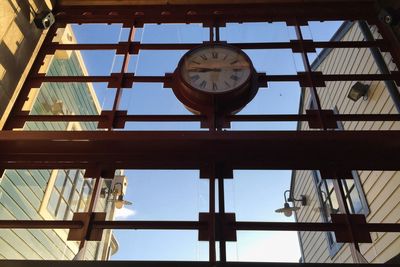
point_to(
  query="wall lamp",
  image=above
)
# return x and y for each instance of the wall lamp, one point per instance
(287, 210)
(118, 195)
(357, 91)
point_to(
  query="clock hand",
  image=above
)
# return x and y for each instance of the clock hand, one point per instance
(205, 70)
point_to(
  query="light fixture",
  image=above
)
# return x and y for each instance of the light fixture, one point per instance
(120, 202)
(287, 210)
(118, 196)
(357, 91)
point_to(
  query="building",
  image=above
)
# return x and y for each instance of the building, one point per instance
(54, 194)
(375, 194)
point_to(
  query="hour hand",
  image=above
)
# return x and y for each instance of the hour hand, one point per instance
(205, 70)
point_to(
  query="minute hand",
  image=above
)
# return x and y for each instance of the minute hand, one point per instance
(205, 70)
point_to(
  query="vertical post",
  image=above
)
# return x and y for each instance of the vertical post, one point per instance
(91, 210)
(124, 69)
(380, 63)
(343, 207)
(221, 212)
(217, 35)
(308, 69)
(211, 224)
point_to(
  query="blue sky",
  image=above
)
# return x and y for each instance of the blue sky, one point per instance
(181, 195)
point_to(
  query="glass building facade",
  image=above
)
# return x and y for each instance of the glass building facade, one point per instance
(53, 194)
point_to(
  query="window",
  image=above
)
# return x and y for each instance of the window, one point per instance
(70, 194)
(354, 197)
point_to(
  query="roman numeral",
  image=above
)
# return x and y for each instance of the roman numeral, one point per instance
(235, 78)
(215, 87)
(194, 78)
(203, 84)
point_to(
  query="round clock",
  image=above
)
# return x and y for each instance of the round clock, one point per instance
(215, 78)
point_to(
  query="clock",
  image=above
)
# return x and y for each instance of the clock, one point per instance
(215, 69)
(216, 78)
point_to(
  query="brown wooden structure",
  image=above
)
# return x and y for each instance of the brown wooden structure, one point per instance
(100, 153)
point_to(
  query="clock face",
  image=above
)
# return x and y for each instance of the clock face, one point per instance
(216, 69)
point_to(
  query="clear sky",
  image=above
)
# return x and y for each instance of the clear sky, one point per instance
(181, 195)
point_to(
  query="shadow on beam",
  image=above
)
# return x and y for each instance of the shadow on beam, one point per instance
(26, 263)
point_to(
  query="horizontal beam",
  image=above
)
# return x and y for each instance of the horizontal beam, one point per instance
(360, 150)
(19, 120)
(135, 47)
(195, 225)
(129, 78)
(217, 14)
(31, 263)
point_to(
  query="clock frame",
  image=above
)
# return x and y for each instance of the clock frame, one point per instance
(205, 102)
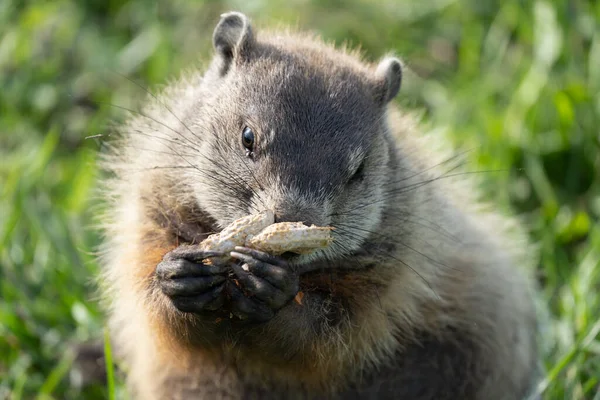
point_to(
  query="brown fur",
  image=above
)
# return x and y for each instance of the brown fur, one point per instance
(422, 298)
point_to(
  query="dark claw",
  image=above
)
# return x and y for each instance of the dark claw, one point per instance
(280, 277)
(267, 283)
(260, 288)
(191, 285)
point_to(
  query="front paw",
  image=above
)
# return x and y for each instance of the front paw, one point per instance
(192, 285)
(267, 284)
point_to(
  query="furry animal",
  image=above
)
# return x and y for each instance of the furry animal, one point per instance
(421, 296)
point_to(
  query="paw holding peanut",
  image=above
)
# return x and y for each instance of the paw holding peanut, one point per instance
(256, 284)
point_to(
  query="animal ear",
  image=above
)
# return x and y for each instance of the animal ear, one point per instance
(232, 38)
(389, 79)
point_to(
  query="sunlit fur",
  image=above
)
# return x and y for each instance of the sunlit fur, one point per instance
(415, 251)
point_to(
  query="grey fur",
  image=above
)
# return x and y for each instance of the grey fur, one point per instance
(421, 295)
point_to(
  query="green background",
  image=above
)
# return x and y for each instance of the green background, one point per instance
(515, 82)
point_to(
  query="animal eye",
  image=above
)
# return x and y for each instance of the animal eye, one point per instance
(359, 173)
(248, 138)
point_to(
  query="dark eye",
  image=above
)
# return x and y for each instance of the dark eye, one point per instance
(248, 138)
(359, 173)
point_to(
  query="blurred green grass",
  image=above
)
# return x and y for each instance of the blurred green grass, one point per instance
(516, 81)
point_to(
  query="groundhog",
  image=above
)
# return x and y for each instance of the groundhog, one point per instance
(422, 294)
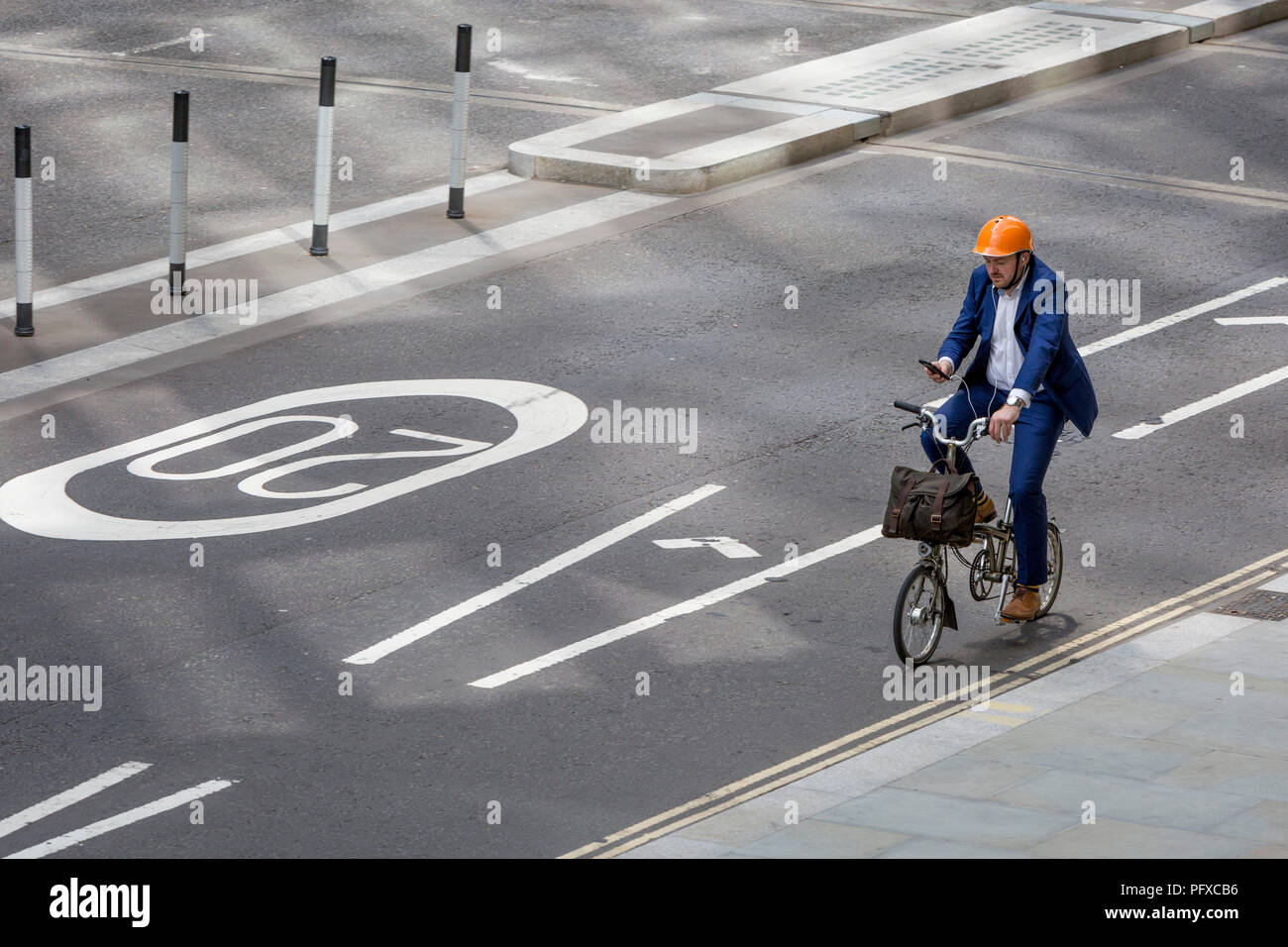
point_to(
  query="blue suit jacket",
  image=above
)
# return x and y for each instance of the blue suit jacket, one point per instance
(1042, 330)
....
__Task objective__: Exact repetition of all the records is required, with the pictures excluded.

__Output below__:
point_to(
  query="wall lamp",
  image=above
)
# return x and y for each instance of the wall lamp, one point per instance
(287, 210)
(118, 195)
(357, 91)
point_to(
  query="clock hand",
  image=above
)
# return x and y for each instance of the clock hand, one point per instance
(205, 70)
point_to(
  query="light fixture",
  image=above
)
# return x and y for each instance of the light fixture, one point per instance
(120, 202)
(287, 210)
(118, 196)
(357, 91)
point_to(
  query="building",
  image=above
)
# return x and y for each instance of the building, one point per instance
(54, 194)
(375, 194)
point_to(
  query="hour hand",
  image=above
)
# return x and y for each instance of the hour hand, one point per instance
(205, 70)
point_to(
  query="minute hand",
  image=above
)
# return x and y for each instance of the minute hand, one point per instance
(205, 70)
point_to(
  query="vertical post",
  image=above
)
# return x and y for each instance of the vertical post, one point per instance
(91, 210)
(124, 69)
(380, 63)
(343, 207)
(221, 212)
(217, 35)
(308, 69)
(211, 224)
point_to(
  query="blue sky",
  image=above
)
# return x and y for each instance of the blue sky, one point per instance
(181, 195)
point_to(
  query="glass building facade",
  image=above
)
# return x and y for each instance of the glass building facade, one point per instance
(53, 194)
point_to(
  query="window",
  image=above
)
# return x and y for each instance of the window, one point per instance
(70, 194)
(354, 197)
point_to(
  query="roman numeral",
  image=above
)
# return x and y for each instance of the roman numeral, one point per instance
(235, 78)
(215, 87)
(194, 78)
(203, 84)
point_to(
  query="round clock",
  image=above
)
# return x and y for each instance of the round clock, one point per instance
(215, 78)
point_to(
  query="clock",
  image=above
)
# return x and y for each instance of the clock, one point per instance
(215, 69)
(216, 78)
point_to(
  query="brown wooden structure",
  image=above
)
# return x and y for each instance of the brown wooden structure, one point per instance
(100, 153)
point_to(
  query="clock face",
  image=above
)
# return x and y for each instance of the clock face, one point per instance
(216, 69)
point_to(
  query="clear sky",
  image=above
)
# return x and y for each instance of the clear sky, one point per instance
(181, 195)
point_to(
  query="shadow on beam",
  image=above
)
# return x and y for each instance of the shadow on beam, one point per instance
(26, 263)
point_to(
  query="horizontal beam",
  image=above
)
# return x and y for each instance of the horizontal beam, one point per instance
(360, 150)
(19, 120)
(135, 47)
(195, 225)
(129, 78)
(217, 14)
(31, 263)
point_to(
  query="clock frame",
  image=above
)
# return x and y for each instance of the clock frame, one point per instance
(205, 102)
point_to(
  query="brown fur",
  image=above
)
# return x and y for each instance of the brown fur, one point per instance
(422, 298)
point_to(
  query="dark claw",
  image=above
)
# return x and y for each instance of the dark claw, one point per instance
(280, 277)
(267, 283)
(260, 288)
(191, 285)
point_to(
  query="front paw",
  image=above
)
# return x and y for each instance of the front paw, one point per instance
(192, 285)
(267, 284)
point_to(
  query="furry animal",
  image=above
)
# return x and y for each instance of the furry animal, one point per instance
(421, 296)
point_to(
  query="paw holding peanut",
  image=above
)
# return x and y for each instance of the paw holding peanut, one point per instance
(256, 284)
point_to(
  query="animal ear",
  image=above
)
# return x and y for each instance of the animal ear, one point per instance
(232, 38)
(389, 79)
point_to(
  query="sunlit fur",
  image=above
)
# return x and y for each instance of the sunlit fur, one point per instance
(415, 251)
point_to(
  query="grey fur",
  image=above
)
# return x and y for each instance of the grey fur, one point per instance
(421, 295)
point_to(
  query="green background",
  image=above
)
# return x and y for each instance of the green background, one point per instance
(515, 82)
point_to(
  query="animal eye",
  image=above
)
# return x and y for each instance of the animal eye, one point per instance
(359, 173)
(248, 138)
point_to(
  query="dark eye",
  image=above
)
# return x and y for each instance of the dark eye, one point per instance
(248, 138)
(359, 173)
point_to(
  query="blurred green grass",
  image=above
)
# return x and y for each instance of the blurred green grass, one point per instance
(516, 81)
point_to(
  query="groundhog",
  image=above
)
# return x and y for each instance of the groundhog, one point per instance
(422, 294)
point_to(
  query="blue suit jacket",
  image=above
)
# return x and y for each instance of the blue suit jacket, one point per instance
(1042, 330)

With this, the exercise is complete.